**Texte retenu:**
University of Minnesota



Observations finales du Comité des droits de l'homme, Chile, U.N. Doc. CCPR/C/79/Add.104 (1999).


 

 


Convention Abbreviation: CCPR
Comité des droits de l'homme
Soixante-cinquième session


Examen des rapports présentés par les
États parties en vertu de l'article 40 du Pacte

Observations finales du Comité des droits de l'homme

Chili


1. Le Comité a examiné le quatrième rapport périodique du Chili (CCPR/C/95/Add.11) à ses 1733e et 1734e séances (CCPR/C/SR.1733 et 1734), tenues le 24 mars 1999, et a adopté les observations finales ci-après à sa 1740e séance (CCPR/C/SR.1740), tenue le 30 mars 1999.

**Consignes:**
(A) Répondez à ces questions sur les observations finales concernant le Chili :
(i) De quelle session du Comité s'agit-il ?
(ii) Quelle cote porte le quatrième rapport périodique du Chili ?
(iii) À quelle date les observations finales ont-elles été adoptées ?
(B) Relevez tous les numéros de séance du Comité cités dans les observations finales concernant le Chili.
(C) Reprenez les observations finales concernant le Chili à la suite du paragraphe 1.
Les lignes qui suivent forment un matériau distinct du texte.

(Entrées tirées d'une collection)
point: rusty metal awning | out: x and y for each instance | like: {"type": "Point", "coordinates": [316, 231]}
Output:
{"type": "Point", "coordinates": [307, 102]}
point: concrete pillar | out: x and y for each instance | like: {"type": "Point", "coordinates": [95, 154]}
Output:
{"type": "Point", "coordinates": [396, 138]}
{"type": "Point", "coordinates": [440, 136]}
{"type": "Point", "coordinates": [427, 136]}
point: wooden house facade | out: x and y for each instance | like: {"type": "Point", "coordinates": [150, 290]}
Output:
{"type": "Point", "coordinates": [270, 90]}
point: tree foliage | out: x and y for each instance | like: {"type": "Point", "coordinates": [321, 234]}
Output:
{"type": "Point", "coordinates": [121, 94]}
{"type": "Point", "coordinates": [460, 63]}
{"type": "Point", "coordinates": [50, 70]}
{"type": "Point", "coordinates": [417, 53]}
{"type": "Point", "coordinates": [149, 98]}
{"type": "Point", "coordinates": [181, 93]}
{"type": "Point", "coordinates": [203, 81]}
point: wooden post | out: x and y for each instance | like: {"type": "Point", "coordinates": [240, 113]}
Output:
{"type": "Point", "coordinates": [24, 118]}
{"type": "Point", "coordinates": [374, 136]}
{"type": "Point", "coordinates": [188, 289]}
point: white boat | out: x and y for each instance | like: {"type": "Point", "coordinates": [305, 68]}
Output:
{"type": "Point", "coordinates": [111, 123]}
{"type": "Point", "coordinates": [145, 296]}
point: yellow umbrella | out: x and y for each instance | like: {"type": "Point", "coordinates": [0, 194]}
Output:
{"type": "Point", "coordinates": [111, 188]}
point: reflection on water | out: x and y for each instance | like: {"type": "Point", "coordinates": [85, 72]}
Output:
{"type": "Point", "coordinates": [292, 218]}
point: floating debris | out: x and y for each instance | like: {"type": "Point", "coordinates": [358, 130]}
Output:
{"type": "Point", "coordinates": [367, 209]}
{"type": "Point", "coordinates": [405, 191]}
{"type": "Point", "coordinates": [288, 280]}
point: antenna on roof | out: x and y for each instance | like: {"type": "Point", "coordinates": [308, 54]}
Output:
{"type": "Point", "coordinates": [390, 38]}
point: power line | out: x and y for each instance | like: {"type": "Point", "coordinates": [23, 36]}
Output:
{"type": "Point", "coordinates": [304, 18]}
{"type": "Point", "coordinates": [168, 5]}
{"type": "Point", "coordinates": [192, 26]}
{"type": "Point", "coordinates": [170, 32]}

**Réponses dans l'ordre:**
(A)
(i) La soixante-cinquième session.
(ii) CCPR/C/95/Add.11.
(iii) Le 30 mars 1999.

(B) 1733e, 1734e, 1740e

(C)
A. Introduction

2. Le Comité accueille avec satisfaction le quatrième rapport détaillé présenté par l'État partie, qui couvre les changements importants intervenus dans ce pays depuis 1990. Tout en prenant note des renseignements utiles contenus dans le rapport concernant les projets de propositions de lois, il regrette que celui-ci ait été soumis en retard, de même que le document de base.

3. Le Comité apprécie les renseignements supplémentaires fournis par la délégation lors du dialogue qu'elle a engagé avec le Comité.


B. Facteurs positifs

4. Le Comité constate avec satisfaction les progrès réalisés depuis l'examen du troisième rapport périodique de l'État partie en ce qui concerne le rétablissement de la démocratie au Chili après la dictature militaire ainsi que les initiatives prises pour modifier les dispositions législatives incompatibles avec les obligations qui incombent à l'État partie au titre du Pacte.

5. La création du Service national des femmes (SERNAM), de la Commission nationale pour la famille, de l'École de la magistrature et du Comité national pour la suppression du travail des enfants et l'adoption de la loi sur la violence familiale sont des faits nouveaux positifs.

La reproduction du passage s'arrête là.